Text under study =>
++++++++

General Motors is expanding its grid-scale storage capabilities by betting on sodium-ion, which remains a relatively niche battery chemistry. Earlier this week, the Fortune 500 company announced a partnership with Peak Energy, the leader of a handful of companies looking to commercialize sodium-ion in the U.S.
The partnership comes with a strategic investment into Peak Energy by the automaker’s venture arm GM Ventures, and it will see the two companies collaborate closely to develop and deploy new sodium-ion battery cells. GM will retain exclusive manufacturing rights, while Peak will incorporate the cell into its energy storage systems.
Cameron Dales, co-founder and chief commercial officer of Peak Energy, told Latitude Media that the announcement is significant both for the company and for sodium-ion broadly. The backing, he said, could help Peak graduate from “a promising but earlier-stage technology company” to a “highly credible” one. And it’s a signal that the idea of using sodium-ion for grid storage is moving into the mainstream, he added, after being tested in small pilots over the past couple of years.
“It’s important for our end customers to see a company with the financial and manufacturing resources and the history of GM [back sodium-ion],” Dales said. “They view it as a validating announcement that this is real, it’s reaching scale.”
Sodium-ion batteries, which rely on abundant materials like salt, have long been a proven technology, but have never had widespread uptake in the Western world because of their low energy density. While that might have been a problem for smaller batteries, it’s less relevant for the longer-duration storage applications that are gaining traction now, thanks especially to data centers’ need for them, as well as their willingness to pay.
And as Kurt Kelty, GM’s vice president of battery and sustainability, explained in an article about the partnership, sodium-ion cells are more durable and adaptable to different temperatures compared to chemistries like lithium-ion.
“That means that sodium ion-powered energy storage systems have the potential to operate without active cooling and with much less system complexity,” he wrote. “In large energy storage systems, that matters. Active cooling requires more hardware, more maintenance, more parasitic energy losses, more noise, and more opportunities for failure — all of which can drive costs higher over time.”
These are among the reasons why Peak Energy, which started in 2023 as a technology-agnostic energy storage company, landed on sodium-ion as its chosen chemistry for grid storage.

++++++++

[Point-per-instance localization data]
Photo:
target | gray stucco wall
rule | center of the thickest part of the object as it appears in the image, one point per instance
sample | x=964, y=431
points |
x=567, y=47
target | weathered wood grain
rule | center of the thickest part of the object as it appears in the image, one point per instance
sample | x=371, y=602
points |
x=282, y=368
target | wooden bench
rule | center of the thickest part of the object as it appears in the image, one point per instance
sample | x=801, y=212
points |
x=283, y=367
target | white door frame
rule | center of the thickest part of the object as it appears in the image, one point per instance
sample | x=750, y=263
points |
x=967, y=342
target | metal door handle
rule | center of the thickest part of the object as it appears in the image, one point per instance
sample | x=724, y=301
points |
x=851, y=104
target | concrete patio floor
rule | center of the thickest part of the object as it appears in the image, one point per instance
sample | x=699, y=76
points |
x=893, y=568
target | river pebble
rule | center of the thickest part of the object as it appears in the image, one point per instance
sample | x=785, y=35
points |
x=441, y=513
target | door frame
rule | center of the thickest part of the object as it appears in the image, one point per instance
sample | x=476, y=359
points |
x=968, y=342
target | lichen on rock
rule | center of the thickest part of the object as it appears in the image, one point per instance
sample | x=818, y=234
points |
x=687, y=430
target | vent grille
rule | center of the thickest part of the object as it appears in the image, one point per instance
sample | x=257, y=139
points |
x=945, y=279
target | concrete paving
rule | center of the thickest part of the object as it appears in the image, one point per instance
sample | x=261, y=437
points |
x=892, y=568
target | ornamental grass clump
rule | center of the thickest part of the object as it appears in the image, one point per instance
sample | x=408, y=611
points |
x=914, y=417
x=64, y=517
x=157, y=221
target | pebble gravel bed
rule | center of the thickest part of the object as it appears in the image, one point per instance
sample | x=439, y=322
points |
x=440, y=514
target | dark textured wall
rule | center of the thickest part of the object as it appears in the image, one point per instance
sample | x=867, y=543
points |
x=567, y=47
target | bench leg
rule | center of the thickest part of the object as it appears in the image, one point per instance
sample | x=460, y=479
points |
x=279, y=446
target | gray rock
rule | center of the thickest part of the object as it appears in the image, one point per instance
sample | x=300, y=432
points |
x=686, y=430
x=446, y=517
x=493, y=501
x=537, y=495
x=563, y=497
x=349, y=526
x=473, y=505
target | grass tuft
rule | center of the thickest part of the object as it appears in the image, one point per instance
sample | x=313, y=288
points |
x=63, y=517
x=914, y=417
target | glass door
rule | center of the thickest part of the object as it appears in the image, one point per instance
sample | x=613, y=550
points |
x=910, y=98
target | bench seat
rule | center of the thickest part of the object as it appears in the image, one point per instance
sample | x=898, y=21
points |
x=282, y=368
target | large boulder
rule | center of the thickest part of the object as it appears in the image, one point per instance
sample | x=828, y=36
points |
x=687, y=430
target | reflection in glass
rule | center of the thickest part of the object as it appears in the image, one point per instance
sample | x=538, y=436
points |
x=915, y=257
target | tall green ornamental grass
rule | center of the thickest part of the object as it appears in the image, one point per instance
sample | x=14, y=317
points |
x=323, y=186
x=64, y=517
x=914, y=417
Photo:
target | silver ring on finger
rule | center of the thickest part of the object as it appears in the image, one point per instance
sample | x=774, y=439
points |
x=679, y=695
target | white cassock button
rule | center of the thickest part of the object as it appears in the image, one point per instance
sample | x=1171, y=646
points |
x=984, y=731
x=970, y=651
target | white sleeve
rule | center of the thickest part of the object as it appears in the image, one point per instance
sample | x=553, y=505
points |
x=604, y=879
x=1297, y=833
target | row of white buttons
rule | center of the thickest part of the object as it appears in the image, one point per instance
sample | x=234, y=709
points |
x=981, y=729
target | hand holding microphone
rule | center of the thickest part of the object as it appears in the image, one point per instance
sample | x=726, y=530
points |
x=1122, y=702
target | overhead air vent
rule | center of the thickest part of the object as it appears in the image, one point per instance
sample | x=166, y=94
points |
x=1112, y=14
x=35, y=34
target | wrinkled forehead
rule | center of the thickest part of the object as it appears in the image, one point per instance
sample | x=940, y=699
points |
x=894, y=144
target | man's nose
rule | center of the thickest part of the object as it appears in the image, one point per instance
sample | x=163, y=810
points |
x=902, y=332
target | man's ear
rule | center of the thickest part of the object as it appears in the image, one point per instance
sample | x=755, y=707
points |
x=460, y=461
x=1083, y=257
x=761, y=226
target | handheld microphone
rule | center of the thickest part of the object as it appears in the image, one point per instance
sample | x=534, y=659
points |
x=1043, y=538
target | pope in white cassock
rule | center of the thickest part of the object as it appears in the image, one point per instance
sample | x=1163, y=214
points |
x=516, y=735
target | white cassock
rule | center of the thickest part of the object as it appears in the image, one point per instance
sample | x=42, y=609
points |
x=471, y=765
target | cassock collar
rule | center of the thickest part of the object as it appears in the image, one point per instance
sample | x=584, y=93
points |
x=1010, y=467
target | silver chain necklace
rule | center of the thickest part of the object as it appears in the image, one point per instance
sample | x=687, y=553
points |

++++++++

Questions on the material =>
1: According to the article on GM's sodium-ion partnership, which company will retain exclusive manufacturing rights to the new sodium-ion cells?
2: Extend the article on GM's sodium-ion partnership, picking up right after its final sentence.

Answers given =>
1: GM will retain exclusive manufacturing rights.

2:
“We started with the market, not with the technology,” Dales said. “We chose sodium-ion… because of its properties, which we feel are superior for this application.”
The company raised a $55 million Series A led by Xora Innovation in August 2024, and has started deploying its batteries into the field this year. Recent customer announcements include a $500 million agreement with Jupiter Power for 4.75 gigawatt-hours in November 2025, and a February 2026 agreement with Energy Vault for 1.5 GWh for data centers.
But the product is still at the first-generation stage, Dale acknowledged, and its capabilities can be improved greatly.
“We’re at the very early days — kind of where LFP was 10 years ago, on the steep improvement curve,” he said. “But as a small company, we don’t necessarily have the resources or the scale to fully realize all of the potential and the projects that are on our roadmap by ourselves.”
That’s where GM, with its experienced and well-funded research and development team, comes in. “The collaboration on the R&D side is designed to take the head start that Peak already has in the technology development, and… develop it together with both companies contributing people and resources,” Dale added.
For GM, the investment is part of a push to build on the company’s “expertise in leading cell chemistries and formats” and chase new business opportunities, as CEO Mary Barra told investors during an earnings call last summer. Just a few days later, GM announced an agreement with Redwood Materials to develop grid-scale energy storage using new and repurposed batteries originally developed for its electric vehicles.
It was one of a series of high-profile expansions by automakers and EV battery manufacturers — including Ford, LG Energy, and SK On — into energy storage, as weak EV sales pushed some of them to redirect battery capacity and supply chains toward more promising markets. GM is also in a joint venture with LG Energy Solution to make LFP batteries for LG’s commercial energy storage business, with first production expected this month. That’s a way for GM to support near-term grid demand, Kelty said, “while we invest in the next generation of storage.”
With Peak Energy, the company plans to start prototyping sodium-ion cells purpose-built for stationary storage at its Wallace Battery Cell Innovation Center by the end of the year, and aims to commercialize them by 2028.